◆ **PROBLEM**:
Using the guardsman article, decide whether each statement agrees with it. Answer yes or no and quote the deciding words from the article.
1. Don Cobb served as a paratrooper in the 101st Airborne during the Persian Gulf War.
2. The city council voted to stop paying Don Cobb's salary as police chief while he was overseas.
3. Teresa Cobb broke her right arm two weeks before her husband was to leave.
### SUPPLIED TEXT ###
Guardsman spending Christmas in Kosovo

Sunday, December 16, 2001


It's been more than 14 days since Don Cobb has seen the sun and much longer since he's seen his family.

Cobb, Chaffee's police chief, has been on active duty with the National Guard since late August, assigned to peacekeeping during a cold, dark winter in Kosovo.

This is the second Christmas Teresa and Don Cobb have spent apart since they married in 1990.

He served as a paratrooper in the 101st Airborne during the Persian Gulf War, spending Christmas of 1991 sleeping on the ground in Saudi Arabia.

This year, he cut an evergreen branch and set it up as a Christmas tree in his barracks.

Appointed as police chief in Chaffee in August 2000, Cobb's National Guard unit began training for a possible Kosovo mission in early August this year.

When terrorists attacked the United States Sept. 11 and the president declared war on terrorism, Cobb knew he was headed overseas.

Speaking by telephone Saturday from Fort Bondsdale in southern Kosovo, Don Cobb said he's nearly halfway through a six-month tour of duty.

"It's like we're working the world's largest domestic dispute," he said, referring to the long-standing feud between ethnic Albanians and Serbians.

"But at least now he gets a bed and a bath every day," Teresa Cobb said. "And I know he's coming home."

Cobb's been counting her blessings lately. At the top of the list is the couple's two sons, Joshua, 6, and Caleb, 3.

Saturday, Joshua was drawing pictures of a house surrounded by a green lawn and Easter eggs. His father is scheduled to come home in the spring.

Community support

Though her husband is missing Joshua's first year in kindergarten and the boys' first violin recital, Teresa says there's a great deal to be thankful for, including a large support group in the community -- headed by her parents, Larry and Stella Taylor, and Don's mother, Judy Cobb.

Still, it hasn't been easy. Two weeks before her husband was to leave, Teresa fell, breaking her left arm and requiring surgery. Complications from the injury left the radial nerve damaged and the strength in that arm and hand drained. Healing has been slow.

As a result, she lost her salary as an occupational therapist. She works with children and was unable to lift them during treatment. Even now, her abilities with that arm are so limited she's able to see only a fraction of her clients.

But that was enough to cut off disability payments, and her insurance is nearing the end of its coverage.

"If the city of Chaffee hadn't been so good to us, I don't know what we would have done," she said. A mortgage and two children would have been too much to handle on a military salary and her own reduced pay.

Salary coming in

When they learned he was being sent overseas, the city council voted to continue Don Cobb's salary as police chief. He keeps in communication with the department via e-mail and telephones every 48 hours.

She said she sometimes feels overwhelmed by the responsibility.

"I don't know how single moms do it. I really don't," she said.

Don Cobb's colleagues on the police force look out for her, and the couple's church has also been supportive, she said.

With all the goodwill surrounding her, she was still surprised when she received a large cash donation tucked into an unsigned Christmas card last week. She and her husband both have their ideas where it came from.

"He thinks he knows and I think I know, but we're each thinking of different people," she said.
### AVAILABLE DATA ###
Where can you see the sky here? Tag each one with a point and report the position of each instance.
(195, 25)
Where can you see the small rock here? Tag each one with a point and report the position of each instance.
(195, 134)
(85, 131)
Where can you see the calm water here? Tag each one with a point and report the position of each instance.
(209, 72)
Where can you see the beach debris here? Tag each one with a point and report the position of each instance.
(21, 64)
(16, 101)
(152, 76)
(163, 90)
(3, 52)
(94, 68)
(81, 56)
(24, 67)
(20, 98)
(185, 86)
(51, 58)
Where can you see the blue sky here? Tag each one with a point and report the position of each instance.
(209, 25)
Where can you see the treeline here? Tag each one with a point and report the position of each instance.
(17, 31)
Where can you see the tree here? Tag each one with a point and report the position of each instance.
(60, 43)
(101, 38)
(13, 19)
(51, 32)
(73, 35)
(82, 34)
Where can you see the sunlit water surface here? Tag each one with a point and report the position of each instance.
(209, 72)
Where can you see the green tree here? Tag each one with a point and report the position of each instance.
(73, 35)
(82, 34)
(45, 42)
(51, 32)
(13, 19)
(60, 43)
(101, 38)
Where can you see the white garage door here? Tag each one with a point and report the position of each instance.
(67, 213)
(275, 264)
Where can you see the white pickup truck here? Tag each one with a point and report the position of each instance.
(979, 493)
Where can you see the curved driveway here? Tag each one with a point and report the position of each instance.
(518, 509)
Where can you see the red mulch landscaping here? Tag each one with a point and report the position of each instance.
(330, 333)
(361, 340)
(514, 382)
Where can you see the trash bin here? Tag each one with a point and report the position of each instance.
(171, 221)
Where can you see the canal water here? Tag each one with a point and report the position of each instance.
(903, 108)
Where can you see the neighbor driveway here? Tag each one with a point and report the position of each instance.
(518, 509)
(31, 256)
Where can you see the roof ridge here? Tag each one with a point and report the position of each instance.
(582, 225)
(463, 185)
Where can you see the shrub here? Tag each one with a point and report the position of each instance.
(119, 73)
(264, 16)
###
◆ **EXERCISE ANSWER**:
1. Yes: "He served as a paratrooper in the 101st Airborne during the Persian Gulf War"
2. No: "the city council voted to continue Don Cobb's salary as police chief"
3. No: "Teresa fell, breaking her left arm and requiring surgery"